• Deine Aufgaben
A. Gib aus dem Text über Ultravox die Stelle von „Die Teenpop-Philosophie des“ bis einschließlich „seines engen Pop-Kontextes.“ wortgetreu aus.
B. Fasse den Text über Ultravox in zwei Sätzen zusammen.

• Textauszug
■ ■ ■

Ultravox
Goodnight Vienna, sagten sich die alten Ultravox-Fans, als die Band auf ihrer ersten LP nach dem Ausscheiden von John Foxx und Robert Simon mit gestyltem Edelpop aufwarteten. Der Sci-Fi-Horror wurde zu Gunsten eines konsumierfreundlichen Weichzeichners über Bord geworfen. Midge Ure, der noch immer unter seiner einstigen Mitgliedschaft bei Slick zu leiden hat und den neuen Ultravox mit guterzogener, glatter Stimme den Weg weist, scheint sich aus jahrelanger Bedeutungslosigkeit zum Katalysator gemausert zu haben.
Die Teenpop-Philosophie des einen Verlierers – Midge Ure – hat die eigenwillige experimentelle Geisteshaltung der anderen Verlierer Ultravox eingeholt. Jetzt produzieren sie Charts-Musik. Eine konventionelle Mischung aus Hingabe an den Pop und schematischen Erkennungsmelodien. Weit entfernt von einem Eno (obwohl sie als Zugabe „Kings Lead Hat“ spielen) und ebenso weit fort von jener Roboter-Ähnlichkeit, die man ihnen noch immer vorwirft. Die Musik ist längst nicht mehr so erlebnisreich wie alte Fans vielleicht erwartet haben. Das hier ist weder Magazine noch Pere Ubu. Aber es ist gut innerhalb seines engen Pop-Kontextes.
In den frühen 70ern gab es eine schottische sub-Heavy Metal Band mit Namen Salvation. Gitarre spielte ein niedlicher grüner Junge mit Namen James Ure. Sein Spitzname war Midge, wegen seiner knappen Körpergröße. Später wurde er Sänger bei der Gruppe Slick. Slick schneiderten sich ihre Musik systematisch selbst, angesiedelt zwischen Softrock und triefendem Pop. Sie trugen kurze Haare und seriöse Hosen schon zu einer Zeit, als derartige Symbole in die blinkenden Augen progressiver Rockfans noch einen Ausdruck von Horror brachten. Mit zuviel Vertrauen unterschrieben Slik den erstbesten Schallplattenvertrag. Das war der Beginn von Ures Reise durch den Pop-Bereich wo man ihn meistens nicht für voll nahm. Ein anderer Popper, Glen Matlock, war gerde damit gescheitert, den extrovertierten Howard Devoto, seinen noch im embryonalen Zustand befindlichen Rich Kids einzuverleiben. Midge Ure, so dachte er, würde eine gute zweite Wahl abgeben. Die Voyeure ergötzten sich inzwischen daran, den Verflechtungen nachzugehen, die einen ex-Pistol dazu brachten, sich mit einem ex-Slik zusammen zutun. Nichts dergleichen half Ure weiter, wie er es sich eigentlich vorgestellt hatte. Danach arbeitete er aushilfsweise drei Wochen mit Thin Lizzy in Amerika.

■ ■ ■

• Einträge aus einem Datensatz
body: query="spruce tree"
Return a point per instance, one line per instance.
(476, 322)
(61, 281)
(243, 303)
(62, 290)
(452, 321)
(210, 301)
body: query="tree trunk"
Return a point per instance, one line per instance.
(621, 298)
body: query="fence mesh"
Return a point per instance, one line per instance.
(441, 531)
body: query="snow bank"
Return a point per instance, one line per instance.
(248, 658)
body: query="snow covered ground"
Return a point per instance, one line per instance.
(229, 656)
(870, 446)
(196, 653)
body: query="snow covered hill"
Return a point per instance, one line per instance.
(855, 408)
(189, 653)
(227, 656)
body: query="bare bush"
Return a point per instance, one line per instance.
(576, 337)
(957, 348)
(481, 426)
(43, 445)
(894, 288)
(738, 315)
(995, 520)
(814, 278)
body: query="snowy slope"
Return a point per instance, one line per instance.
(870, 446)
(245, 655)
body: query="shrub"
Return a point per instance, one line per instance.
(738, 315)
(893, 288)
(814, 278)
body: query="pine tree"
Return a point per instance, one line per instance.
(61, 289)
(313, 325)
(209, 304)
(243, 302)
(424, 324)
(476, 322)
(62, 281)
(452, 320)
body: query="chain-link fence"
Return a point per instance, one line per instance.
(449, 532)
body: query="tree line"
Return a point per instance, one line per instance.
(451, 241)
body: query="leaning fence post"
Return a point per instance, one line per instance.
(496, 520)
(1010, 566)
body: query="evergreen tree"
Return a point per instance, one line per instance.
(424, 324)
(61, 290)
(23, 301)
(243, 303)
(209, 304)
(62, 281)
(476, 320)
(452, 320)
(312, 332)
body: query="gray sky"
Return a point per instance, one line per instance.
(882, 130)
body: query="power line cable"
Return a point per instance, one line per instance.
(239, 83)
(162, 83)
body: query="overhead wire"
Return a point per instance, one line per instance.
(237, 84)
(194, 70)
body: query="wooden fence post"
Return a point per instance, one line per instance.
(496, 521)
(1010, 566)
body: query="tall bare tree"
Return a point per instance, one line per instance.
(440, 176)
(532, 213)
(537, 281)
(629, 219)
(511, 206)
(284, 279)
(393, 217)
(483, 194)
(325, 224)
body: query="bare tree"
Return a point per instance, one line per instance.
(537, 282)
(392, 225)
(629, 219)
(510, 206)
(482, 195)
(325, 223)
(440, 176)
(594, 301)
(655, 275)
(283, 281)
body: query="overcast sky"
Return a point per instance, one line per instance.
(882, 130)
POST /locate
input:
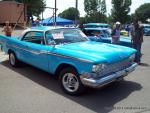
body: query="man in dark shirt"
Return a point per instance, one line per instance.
(137, 39)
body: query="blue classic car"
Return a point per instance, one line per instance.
(103, 35)
(68, 54)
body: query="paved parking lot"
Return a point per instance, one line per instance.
(29, 90)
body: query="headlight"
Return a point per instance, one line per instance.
(98, 68)
(132, 57)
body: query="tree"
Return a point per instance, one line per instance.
(120, 10)
(70, 13)
(34, 7)
(95, 10)
(103, 7)
(92, 6)
(143, 12)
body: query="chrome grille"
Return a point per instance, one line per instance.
(111, 68)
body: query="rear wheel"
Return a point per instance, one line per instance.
(13, 59)
(70, 82)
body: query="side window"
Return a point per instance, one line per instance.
(34, 37)
(49, 38)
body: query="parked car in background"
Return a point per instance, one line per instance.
(146, 29)
(105, 36)
(124, 33)
(68, 54)
(98, 25)
(94, 25)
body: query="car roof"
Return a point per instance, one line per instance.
(103, 24)
(145, 24)
(98, 28)
(45, 28)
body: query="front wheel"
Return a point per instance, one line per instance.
(13, 60)
(70, 82)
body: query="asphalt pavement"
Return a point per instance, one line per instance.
(30, 90)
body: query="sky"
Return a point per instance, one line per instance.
(65, 4)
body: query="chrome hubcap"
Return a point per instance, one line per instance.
(12, 59)
(70, 82)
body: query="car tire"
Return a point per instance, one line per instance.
(70, 82)
(14, 62)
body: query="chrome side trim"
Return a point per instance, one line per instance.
(96, 83)
(31, 51)
(73, 58)
(50, 53)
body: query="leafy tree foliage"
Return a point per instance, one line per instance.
(143, 12)
(34, 7)
(92, 6)
(70, 13)
(95, 10)
(120, 10)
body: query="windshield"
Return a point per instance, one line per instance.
(106, 33)
(64, 36)
(98, 33)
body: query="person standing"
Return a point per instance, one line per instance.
(116, 34)
(137, 39)
(7, 29)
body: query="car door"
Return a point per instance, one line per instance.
(34, 49)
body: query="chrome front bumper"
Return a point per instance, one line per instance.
(96, 83)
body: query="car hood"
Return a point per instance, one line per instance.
(95, 52)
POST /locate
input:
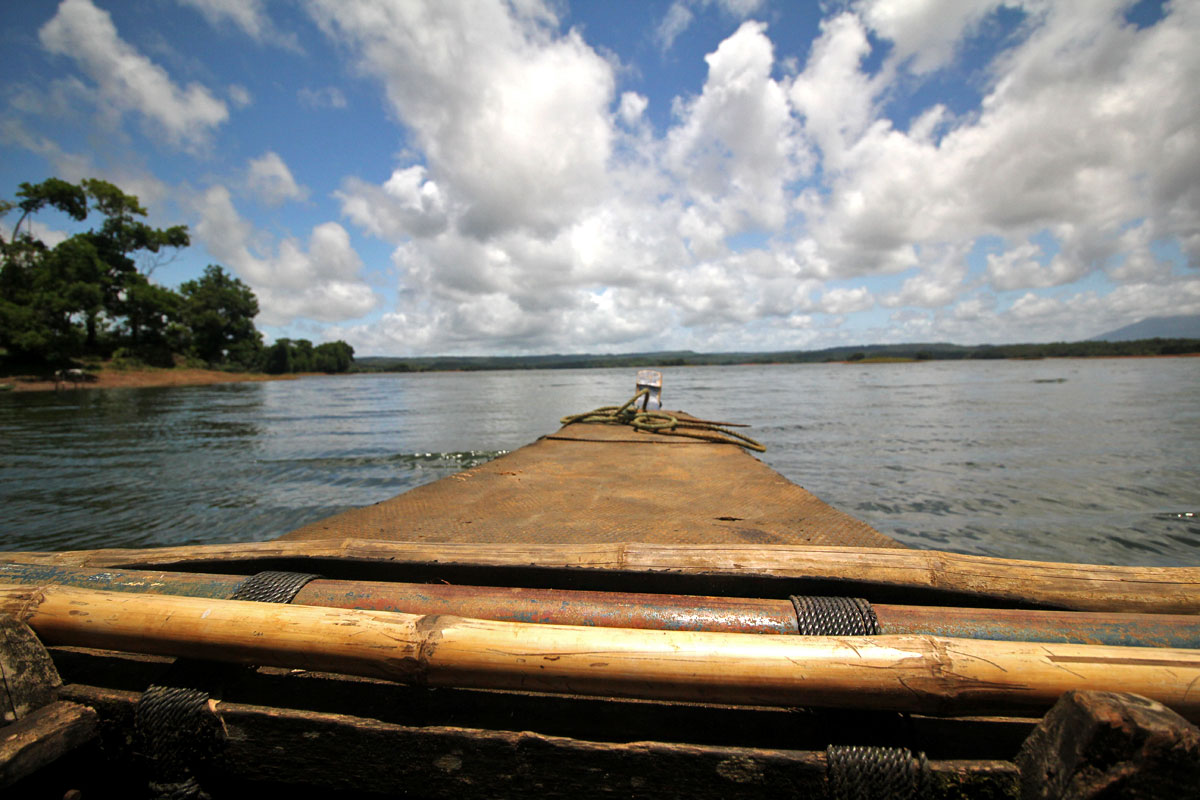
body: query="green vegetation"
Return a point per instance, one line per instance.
(85, 298)
(857, 353)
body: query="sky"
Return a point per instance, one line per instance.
(480, 176)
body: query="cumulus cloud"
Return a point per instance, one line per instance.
(323, 97)
(126, 80)
(737, 145)
(681, 14)
(521, 228)
(513, 119)
(925, 32)
(269, 178)
(408, 204)
(323, 282)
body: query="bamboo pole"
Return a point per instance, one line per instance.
(1077, 587)
(903, 673)
(642, 609)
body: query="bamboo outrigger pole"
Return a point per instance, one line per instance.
(1078, 587)
(642, 609)
(903, 673)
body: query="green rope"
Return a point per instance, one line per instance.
(663, 422)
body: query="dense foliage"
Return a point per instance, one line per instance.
(85, 298)
(857, 353)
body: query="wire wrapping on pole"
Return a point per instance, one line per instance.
(664, 422)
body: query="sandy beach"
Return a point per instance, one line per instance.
(138, 379)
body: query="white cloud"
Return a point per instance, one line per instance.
(927, 31)
(126, 80)
(679, 17)
(723, 229)
(737, 146)
(269, 178)
(514, 119)
(408, 204)
(323, 282)
(633, 106)
(323, 97)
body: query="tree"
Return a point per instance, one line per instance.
(279, 358)
(220, 311)
(58, 302)
(334, 356)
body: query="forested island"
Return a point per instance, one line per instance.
(852, 354)
(89, 300)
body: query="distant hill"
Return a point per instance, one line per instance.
(1186, 326)
(857, 353)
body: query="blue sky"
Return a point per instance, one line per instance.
(474, 176)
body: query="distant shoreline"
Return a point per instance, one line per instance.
(139, 379)
(190, 377)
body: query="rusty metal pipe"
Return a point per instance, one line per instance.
(646, 611)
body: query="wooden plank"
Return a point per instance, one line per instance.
(594, 719)
(28, 679)
(39, 739)
(1078, 587)
(1095, 745)
(901, 673)
(336, 752)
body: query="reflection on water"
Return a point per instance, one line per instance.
(1092, 461)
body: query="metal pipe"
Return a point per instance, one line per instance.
(646, 611)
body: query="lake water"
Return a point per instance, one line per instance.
(1065, 459)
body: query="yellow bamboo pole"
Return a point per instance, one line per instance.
(903, 673)
(1077, 587)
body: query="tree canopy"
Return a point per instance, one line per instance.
(87, 298)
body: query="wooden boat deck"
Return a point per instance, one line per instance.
(600, 483)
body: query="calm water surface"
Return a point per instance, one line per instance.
(1087, 461)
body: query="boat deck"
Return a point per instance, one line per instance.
(597, 483)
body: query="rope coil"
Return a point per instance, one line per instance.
(271, 587)
(834, 617)
(858, 773)
(664, 422)
(178, 729)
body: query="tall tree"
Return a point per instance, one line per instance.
(220, 311)
(57, 302)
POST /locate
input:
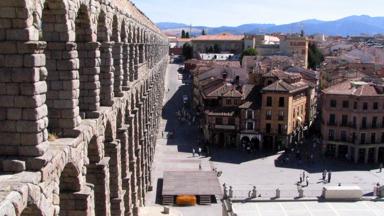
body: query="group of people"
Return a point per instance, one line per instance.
(184, 116)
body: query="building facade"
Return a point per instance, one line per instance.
(353, 121)
(81, 88)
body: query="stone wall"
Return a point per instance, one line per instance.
(81, 88)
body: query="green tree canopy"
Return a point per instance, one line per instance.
(187, 51)
(315, 57)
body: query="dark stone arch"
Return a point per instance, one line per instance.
(69, 179)
(119, 119)
(108, 134)
(31, 210)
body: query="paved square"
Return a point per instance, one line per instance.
(363, 208)
(242, 171)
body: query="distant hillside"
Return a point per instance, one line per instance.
(352, 25)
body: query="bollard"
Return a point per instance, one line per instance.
(277, 193)
(301, 193)
(166, 210)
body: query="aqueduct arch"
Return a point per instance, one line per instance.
(78, 79)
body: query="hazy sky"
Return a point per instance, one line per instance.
(237, 12)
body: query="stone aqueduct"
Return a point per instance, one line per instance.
(81, 88)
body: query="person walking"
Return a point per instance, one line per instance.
(329, 176)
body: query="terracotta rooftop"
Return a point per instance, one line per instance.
(356, 88)
(219, 37)
(282, 86)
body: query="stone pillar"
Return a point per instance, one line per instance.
(98, 175)
(89, 71)
(107, 74)
(366, 155)
(132, 160)
(131, 62)
(136, 61)
(112, 149)
(23, 112)
(79, 203)
(118, 65)
(126, 63)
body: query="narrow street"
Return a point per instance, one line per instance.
(175, 154)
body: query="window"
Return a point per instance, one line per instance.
(280, 129)
(249, 114)
(343, 136)
(268, 128)
(331, 134)
(332, 119)
(346, 104)
(374, 122)
(375, 106)
(249, 125)
(231, 121)
(373, 138)
(364, 122)
(362, 138)
(344, 120)
(382, 137)
(333, 103)
(269, 115)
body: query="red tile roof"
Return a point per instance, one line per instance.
(219, 37)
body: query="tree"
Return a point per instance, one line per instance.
(187, 51)
(315, 57)
(249, 52)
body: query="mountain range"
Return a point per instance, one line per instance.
(352, 26)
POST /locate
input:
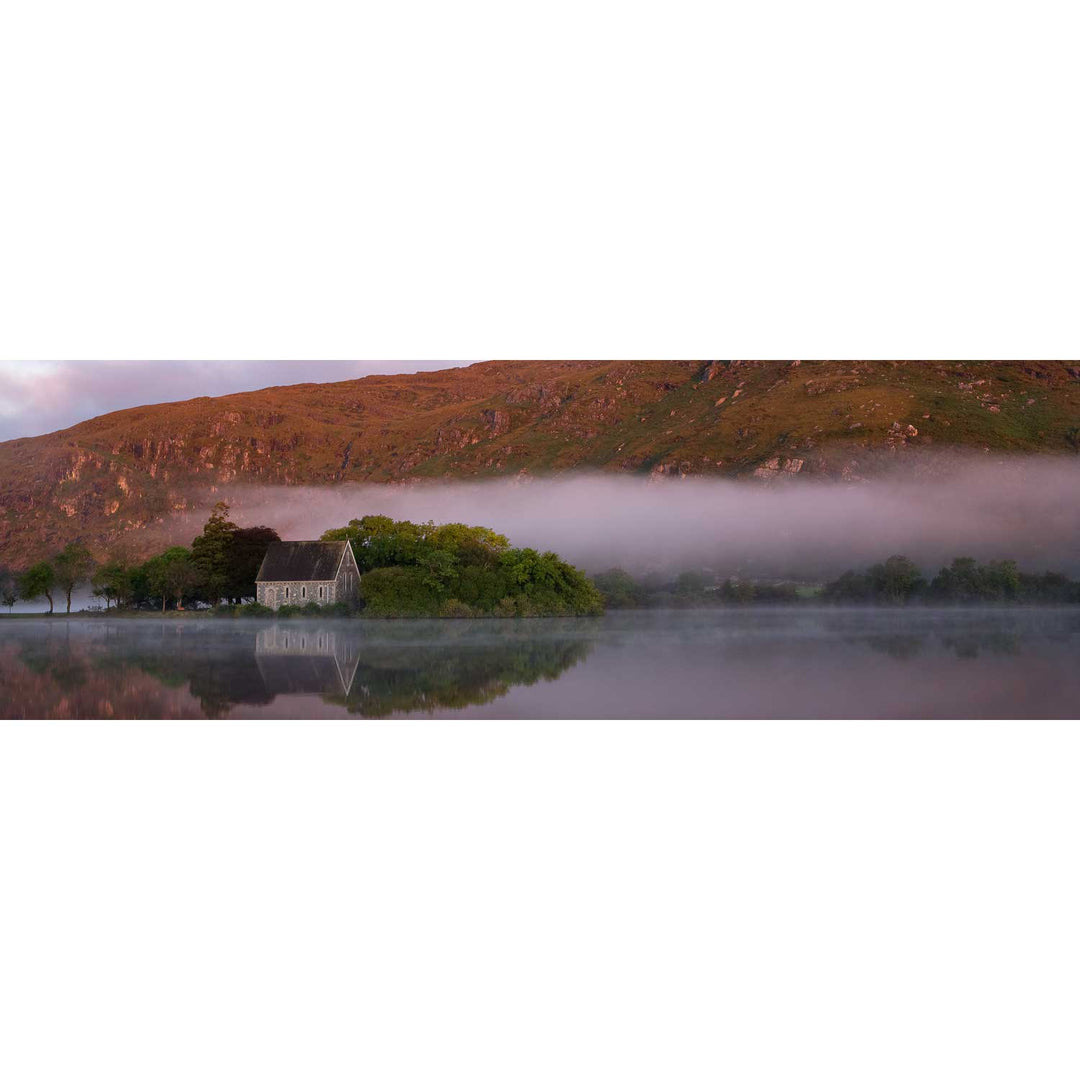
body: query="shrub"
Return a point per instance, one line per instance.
(397, 591)
(456, 609)
(254, 610)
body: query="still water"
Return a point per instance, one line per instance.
(780, 662)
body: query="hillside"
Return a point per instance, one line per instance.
(118, 478)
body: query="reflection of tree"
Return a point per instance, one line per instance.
(968, 646)
(218, 673)
(161, 670)
(898, 646)
(434, 677)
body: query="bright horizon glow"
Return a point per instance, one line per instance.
(41, 396)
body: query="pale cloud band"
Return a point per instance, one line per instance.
(40, 396)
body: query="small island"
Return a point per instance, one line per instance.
(393, 569)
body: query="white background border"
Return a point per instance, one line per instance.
(333, 180)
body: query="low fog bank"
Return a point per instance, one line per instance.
(1028, 510)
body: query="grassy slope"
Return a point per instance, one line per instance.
(123, 473)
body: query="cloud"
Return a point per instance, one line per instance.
(39, 396)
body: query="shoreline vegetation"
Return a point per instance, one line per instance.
(407, 570)
(424, 570)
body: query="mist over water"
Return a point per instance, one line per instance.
(1023, 509)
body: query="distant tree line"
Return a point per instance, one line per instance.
(459, 570)
(898, 580)
(220, 565)
(407, 569)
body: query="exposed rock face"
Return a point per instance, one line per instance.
(120, 475)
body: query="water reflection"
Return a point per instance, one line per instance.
(81, 669)
(751, 662)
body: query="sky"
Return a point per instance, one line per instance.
(40, 396)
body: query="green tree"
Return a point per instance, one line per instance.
(39, 580)
(895, 580)
(9, 588)
(112, 581)
(244, 558)
(173, 575)
(72, 566)
(211, 552)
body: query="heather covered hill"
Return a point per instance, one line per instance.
(118, 477)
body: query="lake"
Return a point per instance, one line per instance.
(732, 662)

■ ■ ■

• Die Antworten
A.
Die Teenpop-Philosophie des einen Verlierers – Midge Ure – hat die eigenwillige experimentelle Geisteshaltung der anderen Verlierer Ultravox eingeholt. Jetzt produzieren sie Charts-Musik. Eine konventionelle Mischung aus Hingabe an den Pop und schematischen Erkennungsmelodien. Weit entfernt von einem Eno (obwohl sie als Zugabe „Kings Lead Hat“ spielen) und ebenso weit fort von jener Roboter-Ähnlichkeit, die man ihnen noch immer vorwirft. Die Musik ist längst nicht mehr so erlebnisreich wie alte Fans vielleicht erwartet haben. Das hier ist weder Magazine noch Pere Ubu. Aber es ist gut innerhalb seines engen Pop-Kontextes.

B. Nach dem Ausscheiden von John Foxx und Robert Simon machen Ultravox mit Midge Ure als Sänger statt experimenteller Musik glatten Pop für die Charts, der innerhalb seines engen Pop-Kontextes aber gut ist. Ure, der wegen seiner geringen Körpergröße Midge genannt wurde, spielte früher Gitarre bei Salvation, war Sänger bei Slick, tat sich danach mit Glen Matlock zusammen und arbeitete drei Wochen aushilfsweise mit Thin Lizzy in Amerika.